I looked through the documents you provided, but still do NOT see a quantification of the effect of nearby pavement on as-measured temperature and thus a mathematical justification of the 100 foot off-set specification.

August 25, 2007 8:47 am

Well you are welcome to research that question yourself. You spend a lot of time criticizing basic assumptions, so here is your chance to contribute.
There may not be a “mathematical” justification, and I’d point out that one is not required. One derived experimentally would be just as valid.
For example, take a look at this website and note the before and after IR pictures related to asphalt. Clearly proximity to asphalt would have an effect on temperature readings.
In any event, the fact that both NOAA and WMO have siting requirements and specifications for weather stations is reason enough to follow them. For example, I don’t have to prove that 1meter is defined by the International Bureau of Weights and Measures as the distance travelled by light in absolute vacuum in 1/299,792,458 of a second in order to be able to measure with it.
Until someone can prove that there is no reason to have such specifications I will consider them valid.

August 25, 2007 9:10 am

Anthony, that’s fine and understood. I just want to make a distinction.

steven mosher
August 25, 2007 9:47 am

Reading Leroy’s comments from the 2006 WMO meetings n instrumentation and siting guidelines it seems clear that some experimental work was done to establish the guidelines but he is french and I can’t locate him.
Nothing I have read on Extensive UHI studies indicates that the effect of asphalt falls off in short distances.
Since the US has 1221 stations and Brazil is sampled by six stations and samples only need be taken every 1000km, it would seem prudent to prune the polluted sites.
Or we can simply test the following.
a. Trend at asphalt infected
b. Trend at nicely watered
grassy site.
This is exactly similar to PARKERS UHI study.

David Walton
August 25, 2007 9:49 am

Re: “Until someone can prove that there is no reason to have such specifications I will consider them valid.”
Now that is just plain silly. It should be fairly obvious to even the most casual observer that specifications for station siting have little or no validity since it appears that few folks follow them. Why be tied down to a specification? Reading the directions stifles creativity.
Specifications (like blog comment guidelines), are superfluous and mean next to nothing in the grand scheme of things.

steven mosher
August 25, 2007 11:39 am

These fellows have done something of note .in my old line of work I pushed for using GPU to calculate Lattice Boltzmann equations…
Essentially you want to see the thermal flow from the heat capacitor ( concrete, rock, asphalt)
to the surroundings
in 3Dspace and time..
Remember when we joked about doing a microClimate model for surface stations?
Where the ocean is a slab of asphalt?

▶ _Data extract_:
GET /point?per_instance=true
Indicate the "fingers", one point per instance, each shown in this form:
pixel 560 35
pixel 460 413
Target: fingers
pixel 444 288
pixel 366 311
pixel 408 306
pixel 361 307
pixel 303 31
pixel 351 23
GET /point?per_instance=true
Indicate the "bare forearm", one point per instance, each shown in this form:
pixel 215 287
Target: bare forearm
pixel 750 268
* * *
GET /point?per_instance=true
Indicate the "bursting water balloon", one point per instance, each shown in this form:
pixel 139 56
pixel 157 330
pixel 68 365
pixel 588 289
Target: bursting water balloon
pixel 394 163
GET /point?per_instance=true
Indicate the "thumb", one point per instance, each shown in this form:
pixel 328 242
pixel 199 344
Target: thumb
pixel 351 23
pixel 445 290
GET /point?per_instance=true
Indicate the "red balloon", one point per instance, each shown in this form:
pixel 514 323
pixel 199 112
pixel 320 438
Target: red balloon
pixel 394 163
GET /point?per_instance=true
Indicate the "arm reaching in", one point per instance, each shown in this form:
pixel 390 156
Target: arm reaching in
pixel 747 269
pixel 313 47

▶ _What you need to do_:
Answer from the comment thread:
(a) How many stations does the US have?
(b) How is 1 meter defined, and by which body?
(c) What did steven mosher push for in his old line of work?

▶ _Solution to the exercise_:
(a) 1221.
(b) The International Bureau of Weights and Measures defines it as the distance traveled by light in absolute vacuum in 1/299,792,458 of a second.
(c) Using GPU to calculate Lattice Boltzmann equations.